§ **THE INPUT**:
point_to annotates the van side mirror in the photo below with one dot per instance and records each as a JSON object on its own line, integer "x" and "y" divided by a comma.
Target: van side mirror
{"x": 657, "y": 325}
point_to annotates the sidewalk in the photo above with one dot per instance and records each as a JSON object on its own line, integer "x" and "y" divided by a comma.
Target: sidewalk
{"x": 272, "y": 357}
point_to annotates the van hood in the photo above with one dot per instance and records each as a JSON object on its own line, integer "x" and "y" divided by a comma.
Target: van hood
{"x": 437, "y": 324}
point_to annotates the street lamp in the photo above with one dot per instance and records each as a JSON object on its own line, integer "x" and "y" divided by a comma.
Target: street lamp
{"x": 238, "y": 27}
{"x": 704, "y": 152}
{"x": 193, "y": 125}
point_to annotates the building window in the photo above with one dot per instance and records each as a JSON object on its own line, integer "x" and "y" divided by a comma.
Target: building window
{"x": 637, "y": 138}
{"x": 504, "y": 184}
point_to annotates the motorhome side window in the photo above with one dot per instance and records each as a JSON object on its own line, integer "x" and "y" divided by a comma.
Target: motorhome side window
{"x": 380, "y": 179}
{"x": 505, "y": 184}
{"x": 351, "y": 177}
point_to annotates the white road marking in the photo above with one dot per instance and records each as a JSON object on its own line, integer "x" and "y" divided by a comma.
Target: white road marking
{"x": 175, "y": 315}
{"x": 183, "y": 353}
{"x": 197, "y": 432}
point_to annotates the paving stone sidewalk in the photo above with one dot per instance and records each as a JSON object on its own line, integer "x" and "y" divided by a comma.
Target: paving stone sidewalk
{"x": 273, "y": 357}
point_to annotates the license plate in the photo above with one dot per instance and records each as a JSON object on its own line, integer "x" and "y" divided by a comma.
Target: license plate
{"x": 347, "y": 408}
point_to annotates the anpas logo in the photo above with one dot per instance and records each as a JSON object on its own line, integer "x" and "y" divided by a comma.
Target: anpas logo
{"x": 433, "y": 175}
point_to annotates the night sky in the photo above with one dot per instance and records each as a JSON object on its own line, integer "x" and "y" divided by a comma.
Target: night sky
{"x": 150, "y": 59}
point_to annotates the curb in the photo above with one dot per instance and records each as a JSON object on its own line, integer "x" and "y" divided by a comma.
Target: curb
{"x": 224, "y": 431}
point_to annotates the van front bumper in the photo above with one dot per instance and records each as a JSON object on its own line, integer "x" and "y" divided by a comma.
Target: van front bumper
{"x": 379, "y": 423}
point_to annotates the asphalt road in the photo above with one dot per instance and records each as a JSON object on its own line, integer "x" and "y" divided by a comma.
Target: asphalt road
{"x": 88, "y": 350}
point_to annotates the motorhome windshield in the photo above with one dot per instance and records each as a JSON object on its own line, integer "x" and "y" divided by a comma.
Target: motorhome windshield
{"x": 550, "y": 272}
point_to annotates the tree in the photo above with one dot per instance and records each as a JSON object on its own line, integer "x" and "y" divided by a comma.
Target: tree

§ **TASK STATEMENT**:
Quote every one of the records above word for word, keeping each line as it stands.

§ **THE SOLUTION**:
point_to annotates the van side mirror in the photo below with one dot per instance and records each as a JSON object on its own line, integer "x" and "y" divided by a comma.
Target: van side mirror
{"x": 657, "y": 325}
point_to annotates the sidewalk in the photo above with one dot per instance and records each as a JSON object on its own line, integer "x" and "y" divided by a comma.
Target: sidewalk
{"x": 272, "y": 357}
point_to annotates the van hood in the photo above with one dot per instance and records each as a JSON object on its own line, integer "x" and "y" divided by a comma.
Target: van hood
{"x": 437, "y": 324}
point_to annotates the street lamp in the photo above with one dot per instance and records each as a JSON object on its own line, integer "x" and "y" divided by a comma.
Target: street lamp
{"x": 238, "y": 27}
{"x": 704, "y": 152}
{"x": 193, "y": 125}
point_to annotates the building window in the photo above with one dot per instance and records each as a JSON object on its own line, integer "x" and "y" divided by a comma.
Target: building window
{"x": 637, "y": 138}
{"x": 504, "y": 184}
point_to annotates the motorhome side window in the photo above with one dot per instance and records each as a JSON object on its own line, integer "x" and "y" divided by a comma.
Target: motorhome side window
{"x": 380, "y": 179}
{"x": 505, "y": 184}
{"x": 351, "y": 177}
point_to annotates the white road marking in the photo above with one dot per instance and records each as a JSON object on its own line, integer "x" and "y" divided by a comma.
Target: white road marking
{"x": 175, "y": 315}
{"x": 183, "y": 353}
{"x": 197, "y": 432}
point_to annotates the paving stone sidewalk in the photo above with one dot per instance and records each as a JSON object on its own line, integer "x" and "y" divided by a comma.
Target: paving stone sidewalk
{"x": 273, "y": 357}
point_to annotates the license plate in the photo above with one dot per instance and records each as a JSON object on its own line, integer "x" and "y" divided by a comma.
Target: license plate
{"x": 347, "y": 408}
point_to annotates the anpas logo in the photo above with one dot per instance and records each as a JSON object on its own line, integer "x" and "y" divided by a comma.
Target: anpas logo
{"x": 433, "y": 175}
point_to annotates the night sky in the photo above with one dot per instance and records each as a JSON object on its own line, integer "x" and "y" divided by a comma.
Target: night sky
{"x": 150, "y": 59}
point_to annotates the curb in the photo above with one dot per instance and records each as a JSON object on its own line, integer "x" and "y" divided by a comma.
Target: curb
{"x": 224, "y": 431}
point_to annotates the van front bumper in the photo above with one dot per instance and records each as a JSON object on its own line, integer "x" and "y" divided by a comma.
Target: van front bumper
{"x": 379, "y": 423}
point_to annotates the asphalt road in the photo above with one dot per instance and records each as a JSON object on its own line, integer "x" and "y" divided by a comma.
Target: asphalt road
{"x": 88, "y": 350}
point_to annotates the motorhome windshield in the photo above with one dot per instance and records each as a JSON object on its own line, integer "x" and "y" divided by a comma.
Target: motorhome windshield
{"x": 550, "y": 272}
point_to annotates the tree in the photo above with one dot per instance and records each as a JSON object on its own line, integer "x" and "y" divided by a comma.
Target: tree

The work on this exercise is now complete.